**Description of the task:**
Repeat only the lines below from the one containing "positive clicks: (122, 255) (138, 251)" through the one containing "positive clicks: (1853, 690)", inclusive, exactly as written.

======== Input for this task

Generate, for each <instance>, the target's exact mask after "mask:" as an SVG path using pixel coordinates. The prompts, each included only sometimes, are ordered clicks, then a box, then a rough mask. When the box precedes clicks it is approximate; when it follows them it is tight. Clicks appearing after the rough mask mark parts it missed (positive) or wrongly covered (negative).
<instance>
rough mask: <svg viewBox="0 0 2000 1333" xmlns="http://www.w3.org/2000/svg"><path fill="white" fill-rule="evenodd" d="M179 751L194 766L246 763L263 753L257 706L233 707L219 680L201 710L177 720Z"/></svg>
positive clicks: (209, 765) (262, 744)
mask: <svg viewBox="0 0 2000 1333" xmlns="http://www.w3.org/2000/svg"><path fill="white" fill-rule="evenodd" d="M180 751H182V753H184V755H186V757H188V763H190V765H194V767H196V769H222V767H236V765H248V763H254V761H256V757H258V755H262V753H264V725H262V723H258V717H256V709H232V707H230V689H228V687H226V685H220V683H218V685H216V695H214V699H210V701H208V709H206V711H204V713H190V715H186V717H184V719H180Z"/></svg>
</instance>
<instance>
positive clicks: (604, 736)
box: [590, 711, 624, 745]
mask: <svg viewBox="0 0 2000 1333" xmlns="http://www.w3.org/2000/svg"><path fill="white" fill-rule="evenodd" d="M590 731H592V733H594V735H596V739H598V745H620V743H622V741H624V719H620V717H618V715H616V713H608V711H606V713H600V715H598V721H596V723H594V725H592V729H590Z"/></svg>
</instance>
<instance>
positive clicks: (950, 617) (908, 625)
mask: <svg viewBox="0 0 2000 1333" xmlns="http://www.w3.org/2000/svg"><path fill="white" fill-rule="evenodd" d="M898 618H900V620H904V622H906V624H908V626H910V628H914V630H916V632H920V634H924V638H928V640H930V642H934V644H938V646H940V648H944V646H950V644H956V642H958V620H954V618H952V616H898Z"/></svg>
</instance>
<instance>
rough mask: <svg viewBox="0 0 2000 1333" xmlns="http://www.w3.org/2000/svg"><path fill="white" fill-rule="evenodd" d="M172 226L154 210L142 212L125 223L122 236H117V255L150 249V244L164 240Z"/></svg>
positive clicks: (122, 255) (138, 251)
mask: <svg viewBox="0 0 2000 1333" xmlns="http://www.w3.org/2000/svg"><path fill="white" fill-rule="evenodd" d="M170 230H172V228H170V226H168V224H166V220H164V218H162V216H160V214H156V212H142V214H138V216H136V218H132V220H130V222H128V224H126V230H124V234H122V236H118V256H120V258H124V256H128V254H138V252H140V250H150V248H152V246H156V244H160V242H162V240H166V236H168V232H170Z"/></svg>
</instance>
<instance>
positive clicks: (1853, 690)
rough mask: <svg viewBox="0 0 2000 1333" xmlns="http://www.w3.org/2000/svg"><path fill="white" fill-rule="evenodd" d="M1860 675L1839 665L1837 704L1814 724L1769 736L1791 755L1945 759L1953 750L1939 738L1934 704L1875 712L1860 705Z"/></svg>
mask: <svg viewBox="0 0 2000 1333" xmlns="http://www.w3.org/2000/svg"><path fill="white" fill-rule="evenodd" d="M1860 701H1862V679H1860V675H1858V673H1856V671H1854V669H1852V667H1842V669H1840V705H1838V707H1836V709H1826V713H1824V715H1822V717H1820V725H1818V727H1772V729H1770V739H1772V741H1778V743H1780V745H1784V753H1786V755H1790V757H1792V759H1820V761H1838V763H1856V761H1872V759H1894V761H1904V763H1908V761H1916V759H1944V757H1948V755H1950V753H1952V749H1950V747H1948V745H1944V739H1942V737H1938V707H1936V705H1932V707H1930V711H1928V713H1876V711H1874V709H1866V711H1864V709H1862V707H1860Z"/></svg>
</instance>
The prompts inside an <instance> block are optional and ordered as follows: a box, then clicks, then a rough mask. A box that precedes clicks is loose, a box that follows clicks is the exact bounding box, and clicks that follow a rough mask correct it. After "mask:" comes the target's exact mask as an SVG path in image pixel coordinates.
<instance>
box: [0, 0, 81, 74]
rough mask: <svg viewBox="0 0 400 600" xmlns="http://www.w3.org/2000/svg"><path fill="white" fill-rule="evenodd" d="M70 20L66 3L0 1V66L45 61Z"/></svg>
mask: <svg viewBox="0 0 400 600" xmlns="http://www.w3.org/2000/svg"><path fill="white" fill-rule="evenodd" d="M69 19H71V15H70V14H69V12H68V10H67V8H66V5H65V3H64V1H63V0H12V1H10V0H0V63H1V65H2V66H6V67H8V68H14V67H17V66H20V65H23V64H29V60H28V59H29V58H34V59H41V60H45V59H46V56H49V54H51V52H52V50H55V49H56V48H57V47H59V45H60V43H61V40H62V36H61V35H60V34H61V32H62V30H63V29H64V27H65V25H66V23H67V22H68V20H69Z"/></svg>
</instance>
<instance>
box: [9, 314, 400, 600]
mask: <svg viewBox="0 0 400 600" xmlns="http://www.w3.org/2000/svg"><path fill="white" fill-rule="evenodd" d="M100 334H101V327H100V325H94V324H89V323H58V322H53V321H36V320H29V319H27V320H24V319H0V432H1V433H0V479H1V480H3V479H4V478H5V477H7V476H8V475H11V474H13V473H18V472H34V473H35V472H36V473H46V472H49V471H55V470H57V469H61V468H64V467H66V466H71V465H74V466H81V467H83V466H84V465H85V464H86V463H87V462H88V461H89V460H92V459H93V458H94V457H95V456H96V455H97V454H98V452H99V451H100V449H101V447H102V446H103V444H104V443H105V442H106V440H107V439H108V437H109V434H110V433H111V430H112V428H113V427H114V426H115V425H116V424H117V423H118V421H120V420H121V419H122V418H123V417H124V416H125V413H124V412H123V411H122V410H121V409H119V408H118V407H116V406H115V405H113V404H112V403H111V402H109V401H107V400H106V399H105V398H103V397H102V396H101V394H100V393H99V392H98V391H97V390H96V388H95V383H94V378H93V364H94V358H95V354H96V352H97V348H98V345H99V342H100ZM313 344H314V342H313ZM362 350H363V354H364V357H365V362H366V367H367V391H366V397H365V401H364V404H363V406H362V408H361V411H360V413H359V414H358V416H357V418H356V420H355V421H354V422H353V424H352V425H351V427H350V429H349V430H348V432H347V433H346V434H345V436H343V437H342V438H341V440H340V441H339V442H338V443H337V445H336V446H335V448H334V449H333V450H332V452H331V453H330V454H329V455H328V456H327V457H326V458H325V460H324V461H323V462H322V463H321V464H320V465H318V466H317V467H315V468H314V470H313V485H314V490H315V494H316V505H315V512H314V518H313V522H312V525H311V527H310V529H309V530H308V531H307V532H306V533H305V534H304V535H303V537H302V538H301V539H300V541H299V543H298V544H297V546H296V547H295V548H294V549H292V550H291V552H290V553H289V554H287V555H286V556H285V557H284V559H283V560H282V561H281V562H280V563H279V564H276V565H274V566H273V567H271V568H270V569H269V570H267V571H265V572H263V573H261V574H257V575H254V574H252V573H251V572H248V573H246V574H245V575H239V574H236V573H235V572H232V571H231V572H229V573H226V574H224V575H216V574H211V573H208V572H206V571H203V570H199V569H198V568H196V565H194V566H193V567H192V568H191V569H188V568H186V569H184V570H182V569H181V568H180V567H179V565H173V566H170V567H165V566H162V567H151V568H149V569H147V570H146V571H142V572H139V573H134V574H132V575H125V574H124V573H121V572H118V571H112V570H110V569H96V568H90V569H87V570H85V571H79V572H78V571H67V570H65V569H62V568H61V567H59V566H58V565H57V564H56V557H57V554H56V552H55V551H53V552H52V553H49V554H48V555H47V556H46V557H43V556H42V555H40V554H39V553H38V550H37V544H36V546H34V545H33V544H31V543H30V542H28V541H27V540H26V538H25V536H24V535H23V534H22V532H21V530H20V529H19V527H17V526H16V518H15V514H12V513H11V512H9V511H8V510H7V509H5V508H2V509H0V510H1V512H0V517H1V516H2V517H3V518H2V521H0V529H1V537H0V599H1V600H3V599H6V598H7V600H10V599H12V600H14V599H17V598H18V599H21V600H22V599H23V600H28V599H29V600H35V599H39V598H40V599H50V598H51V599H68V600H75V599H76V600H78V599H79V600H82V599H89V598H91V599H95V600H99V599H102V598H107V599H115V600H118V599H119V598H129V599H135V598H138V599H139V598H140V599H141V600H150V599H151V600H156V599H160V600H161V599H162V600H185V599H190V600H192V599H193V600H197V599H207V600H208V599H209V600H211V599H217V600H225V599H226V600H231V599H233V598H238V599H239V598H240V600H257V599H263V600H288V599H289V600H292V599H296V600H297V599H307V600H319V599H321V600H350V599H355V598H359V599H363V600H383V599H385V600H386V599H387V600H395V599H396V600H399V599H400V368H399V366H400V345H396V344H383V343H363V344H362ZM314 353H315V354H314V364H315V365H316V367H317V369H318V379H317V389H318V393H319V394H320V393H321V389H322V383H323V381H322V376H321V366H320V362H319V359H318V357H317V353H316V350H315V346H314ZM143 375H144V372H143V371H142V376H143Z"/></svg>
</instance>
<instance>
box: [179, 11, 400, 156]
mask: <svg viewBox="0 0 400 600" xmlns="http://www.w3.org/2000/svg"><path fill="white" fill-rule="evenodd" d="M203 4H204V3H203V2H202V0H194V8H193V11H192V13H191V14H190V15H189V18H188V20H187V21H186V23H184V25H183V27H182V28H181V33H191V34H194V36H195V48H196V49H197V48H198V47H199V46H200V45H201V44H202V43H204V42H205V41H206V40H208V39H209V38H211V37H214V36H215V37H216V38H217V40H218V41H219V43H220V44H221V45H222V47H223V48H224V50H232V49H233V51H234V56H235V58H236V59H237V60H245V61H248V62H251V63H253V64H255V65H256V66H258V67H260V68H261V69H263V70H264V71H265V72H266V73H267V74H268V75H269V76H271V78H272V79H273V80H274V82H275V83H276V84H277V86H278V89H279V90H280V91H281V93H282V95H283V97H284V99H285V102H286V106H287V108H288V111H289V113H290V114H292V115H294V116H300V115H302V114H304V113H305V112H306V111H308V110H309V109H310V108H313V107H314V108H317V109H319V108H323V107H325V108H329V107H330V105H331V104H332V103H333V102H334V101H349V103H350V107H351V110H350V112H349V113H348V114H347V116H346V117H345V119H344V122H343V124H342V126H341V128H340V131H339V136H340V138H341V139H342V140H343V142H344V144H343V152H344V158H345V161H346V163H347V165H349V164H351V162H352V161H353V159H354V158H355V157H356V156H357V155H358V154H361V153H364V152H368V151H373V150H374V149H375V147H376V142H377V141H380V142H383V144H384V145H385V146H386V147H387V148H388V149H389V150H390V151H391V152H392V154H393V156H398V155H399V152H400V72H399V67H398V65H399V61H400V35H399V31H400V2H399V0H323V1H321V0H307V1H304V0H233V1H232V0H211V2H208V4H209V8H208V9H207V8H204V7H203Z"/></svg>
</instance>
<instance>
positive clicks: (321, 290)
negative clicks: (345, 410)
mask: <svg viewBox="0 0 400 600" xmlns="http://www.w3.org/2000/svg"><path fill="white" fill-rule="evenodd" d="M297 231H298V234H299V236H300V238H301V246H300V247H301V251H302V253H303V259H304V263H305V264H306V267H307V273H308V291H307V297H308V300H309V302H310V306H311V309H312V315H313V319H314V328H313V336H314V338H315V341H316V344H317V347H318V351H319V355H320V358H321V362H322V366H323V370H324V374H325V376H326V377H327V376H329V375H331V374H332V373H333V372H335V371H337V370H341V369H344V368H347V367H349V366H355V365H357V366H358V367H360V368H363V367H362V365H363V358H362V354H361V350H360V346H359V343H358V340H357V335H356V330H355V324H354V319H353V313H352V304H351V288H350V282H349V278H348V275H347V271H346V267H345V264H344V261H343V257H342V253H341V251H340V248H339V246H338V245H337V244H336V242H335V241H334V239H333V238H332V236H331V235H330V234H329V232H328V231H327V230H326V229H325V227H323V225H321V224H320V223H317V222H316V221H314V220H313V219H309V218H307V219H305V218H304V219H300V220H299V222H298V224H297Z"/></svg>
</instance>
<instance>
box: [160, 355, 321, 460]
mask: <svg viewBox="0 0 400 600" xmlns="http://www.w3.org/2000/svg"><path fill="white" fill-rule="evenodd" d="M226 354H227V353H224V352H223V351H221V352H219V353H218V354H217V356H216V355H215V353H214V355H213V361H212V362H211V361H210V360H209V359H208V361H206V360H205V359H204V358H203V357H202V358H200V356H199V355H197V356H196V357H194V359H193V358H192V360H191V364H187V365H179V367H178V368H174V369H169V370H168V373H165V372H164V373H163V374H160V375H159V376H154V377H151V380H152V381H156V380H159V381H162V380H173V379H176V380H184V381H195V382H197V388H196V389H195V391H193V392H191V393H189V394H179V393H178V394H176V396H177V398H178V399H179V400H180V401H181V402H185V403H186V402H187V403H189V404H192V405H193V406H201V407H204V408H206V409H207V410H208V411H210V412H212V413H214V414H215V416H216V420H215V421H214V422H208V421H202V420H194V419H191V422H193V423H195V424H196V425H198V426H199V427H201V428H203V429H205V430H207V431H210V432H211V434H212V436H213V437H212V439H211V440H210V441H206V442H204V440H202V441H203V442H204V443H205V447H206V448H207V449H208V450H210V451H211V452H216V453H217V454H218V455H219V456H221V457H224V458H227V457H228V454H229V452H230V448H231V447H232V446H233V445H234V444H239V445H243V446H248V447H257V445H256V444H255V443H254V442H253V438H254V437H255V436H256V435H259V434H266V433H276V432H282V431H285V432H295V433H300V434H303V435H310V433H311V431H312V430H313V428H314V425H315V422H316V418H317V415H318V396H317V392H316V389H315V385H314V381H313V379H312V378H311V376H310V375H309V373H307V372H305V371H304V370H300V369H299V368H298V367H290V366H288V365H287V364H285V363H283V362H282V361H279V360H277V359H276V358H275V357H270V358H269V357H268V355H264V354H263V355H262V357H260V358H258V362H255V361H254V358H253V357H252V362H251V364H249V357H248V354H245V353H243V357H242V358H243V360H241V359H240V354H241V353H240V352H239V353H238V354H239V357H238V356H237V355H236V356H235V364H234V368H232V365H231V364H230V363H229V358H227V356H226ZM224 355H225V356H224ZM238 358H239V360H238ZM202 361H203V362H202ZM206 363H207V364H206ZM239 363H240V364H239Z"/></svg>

================

**Task response:**
positive clicks: (122, 255) (138, 251)
mask: <svg viewBox="0 0 2000 1333" xmlns="http://www.w3.org/2000/svg"><path fill="white" fill-rule="evenodd" d="M170 230H172V228H170V226H168V224H166V220H164V218H162V216H160V214H156V212H142V214H138V216H136V218H132V220H130V222H128V224H126V230H124V234H122V236H118V256H120V258H124V256H128V254H138V252H140V250H150V248H152V246H156V244H160V242H162V240H166V236H168V232H170Z"/></svg>
</instance>
<instance>
positive clicks: (1853, 690)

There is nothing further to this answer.